------ Excerpt provided

Russian helicopters landed near Oleksandr's home in Ukraine.
That was the moment he and his family knew they had to flee, joining the more than two million Ukrainians who are now refugees:
“Those are real people and real pain. They never wanted to leave for other countries," Oleksandr Mykhed, writer, literary scholar and art curator, says. "Amount of pain through these two weeks, you could not imagine that.”
Volunteers in neighboring countries have rushed to their borders to help:
"We have this banner that says ‘You're safe, welcome, you're safe’ and they're starting to cry when they see that," Natasja Bogacz, who works with Caritas Norway, helping refugees crossing into Poland, says.
Today, On Point: Two million refugees, and counting. We discuss the humanitarian catastrophe of Russia's attack on Ukraine.
Sarah Deardorff Miller, senior fellow at Refugees International. She teaches courses on refugee protection at the University of London and Georgetown University.
Natasja Bogacz, she works with Caritas Norway, helping refugees crossing into Poland.
Kateryna Babkina, Ukrainian poet, playwright and author. She lived in Kyiv, but fled to Poland.
Oleksandr Mykhed, writer, literary scholar, art curator and a member of PEN Ukraine. He fled his home in Hostomel and is now working as a volunteer in Chernivtsi.
Looking for reputable organizations that support refugees?
Organizations include UNHCR - The UN Refugee Agency, Médecins Sans Frontières, International Committee of the Red Cross, CARE - Fighting Global Poverty and World Hunger, Caritas and Save the Children.
Transcript: Scenes From Poland's Border
Two million Ukrainians and counting have had to flee Ukraine in the past 12 days. Another million have been displaced internally inside of Ukraine.
Now, 1.2 million of those Ukrainians have crossed into the border into Poland. Below, we hear from Natasja Bogacz. She works with Caritas Norway, helping refugees who are crossing into Poland.
MEGHNA CHAKRABARTI: Natasha? Hello.
NATASJA BOGACZ: Hi. Hello. How are you?
CHAKRABARTI: I think the question is more, How are you? And how are all the people you are trying to help? So can you tell me a little bit first about what you have been doing and what you have been seeing, with the refugees coming to you?

------------
------ Data lines

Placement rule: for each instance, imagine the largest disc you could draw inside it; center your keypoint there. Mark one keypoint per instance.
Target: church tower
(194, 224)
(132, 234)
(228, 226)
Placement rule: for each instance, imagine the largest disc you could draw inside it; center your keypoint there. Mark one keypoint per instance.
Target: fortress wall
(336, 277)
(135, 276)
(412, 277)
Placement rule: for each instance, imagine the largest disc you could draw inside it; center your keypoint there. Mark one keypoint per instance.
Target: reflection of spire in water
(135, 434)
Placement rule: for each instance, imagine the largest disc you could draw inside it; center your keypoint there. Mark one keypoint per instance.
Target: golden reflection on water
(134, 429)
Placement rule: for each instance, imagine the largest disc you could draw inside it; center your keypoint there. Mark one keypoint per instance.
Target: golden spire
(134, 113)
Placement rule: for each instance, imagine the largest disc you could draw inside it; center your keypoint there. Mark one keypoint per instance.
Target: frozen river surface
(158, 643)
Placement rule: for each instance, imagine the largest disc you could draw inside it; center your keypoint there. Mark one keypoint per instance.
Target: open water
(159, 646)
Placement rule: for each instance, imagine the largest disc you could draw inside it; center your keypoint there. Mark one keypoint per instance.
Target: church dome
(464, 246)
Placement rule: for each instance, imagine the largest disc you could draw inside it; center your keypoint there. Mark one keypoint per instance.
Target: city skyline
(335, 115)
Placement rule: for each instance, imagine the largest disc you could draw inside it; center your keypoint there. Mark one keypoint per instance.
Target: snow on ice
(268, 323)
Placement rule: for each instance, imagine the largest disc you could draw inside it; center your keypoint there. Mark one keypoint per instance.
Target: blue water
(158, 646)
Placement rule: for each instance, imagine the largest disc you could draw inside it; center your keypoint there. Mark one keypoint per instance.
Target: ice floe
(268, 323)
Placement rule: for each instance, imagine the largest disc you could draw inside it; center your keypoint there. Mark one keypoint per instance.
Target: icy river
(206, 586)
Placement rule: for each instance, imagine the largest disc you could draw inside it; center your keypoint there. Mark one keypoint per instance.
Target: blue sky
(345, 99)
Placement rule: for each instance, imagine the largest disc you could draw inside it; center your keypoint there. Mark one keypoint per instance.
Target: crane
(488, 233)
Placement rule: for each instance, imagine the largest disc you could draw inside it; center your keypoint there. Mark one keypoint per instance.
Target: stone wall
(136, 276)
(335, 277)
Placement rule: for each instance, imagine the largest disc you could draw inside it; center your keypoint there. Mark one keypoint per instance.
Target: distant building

------------

■ Directive A: Copy the piece on Ukrainian refugees, starting with "That was the" and going on through "attack on Ukraine.", and swap "banner" for "sign".
■ Directive B: Extend the Ukrainian refugee transcript beyond its final line.

■ Answer A:
That was the moment he and his family knew they had to flee, joining the more than two million Ukrainians who are now refugees:
“Those are real people and real pain. They never wanted to leave for other countries," Oleksandr Mykhed, writer, literary scholar and art curator, says. "Amount of pain through these two weeks, you could not imagine that.”
Volunteers in neighboring countries have rushed to their borders to help:
"We have this sign that says ‘You're safe, welcome, you're safe’ and they're starting to cry when they see that," Natasja Bogacz, who works with Caritas Norway, helping refugees crossing into Poland, says.
Today, On Point: Two million refugees, and counting. We discuss the humanitarian catastrophe of Russia's attack on Ukraine.

■ Answer B:
BOGACZ: Well, thank you. First of all, I'm actually not a volunteer. I'm employed, by Caritas Norway, who sent me here. But I feel like, I mean, I'm doing all the work that the volunteers are doing, and I haven't had a free day in the week. So I guess this is a lot of the same kind of work. But I'm here mostly to let Norwegian people also know what's happening in the Norwegian government, because we need their help here. But yeah, everyone's asking me how I am and it's hard. But I'm fine.
CHAKRABARTI: Well, so as I said, 1.2 million and counting of those refugees have made it to Poland. It's a huge number for Poland to have to assist. Can you tell us a little bit about the conditions, what aid Poland is able to give, what conditions the refugees are facing?
BOGACZ: Yes. Yes. I mean, the numbers are unbelievable. It's kind of overwhelming, really. And also because it's like women and children ... really small children. It's just like I said, it's heartbreaking, overwhelming. And I mean, I'm really happy to be able to be here and help with Caritas on the border. Because this is the first point where we can help together with volunteers. I mean, I think that the numbers of volunteers in Caritas also must have tripled in the last few days, because everyone's coming to us and they want to help.
And what we do is we are on the border and then we welcome the refugees and give them something warm to eat and to drink, because they're freezing. They've been waiting in line for many, many hours and sometimes days. And the weather here now is unusually bad. It's really cold. I've never been this cold in my life. ... The wind is blowing. I mean, we had a kid here last night that his body temperature was like 28 degrees Celsius, which is very, very low. So they are very cold. They're very tired. But really most of them, they just want to get to the transportation point and just get to where they're going as fast as possible. Because they've been already traveling for many, many hours.
CHAKRABARTI: So this cold, though, I just want to make a note of it that there's an Arctic cold mass over Eastern Europe right now. And I'm seeing that the daytime high temperature for our U.S. listeners in the 20 degrees Fahrenheit in the for the daytime highs. And supposed to stay cold like that for many, many days. I mean, certainly that's a great danger to people to be exposed to that for hours and days.
BOGACZ: And yeah, especially to kids, like small kids getting cold really fast. And even the temperature is not the worst, it is the wind that is the worst because it's making it even colder.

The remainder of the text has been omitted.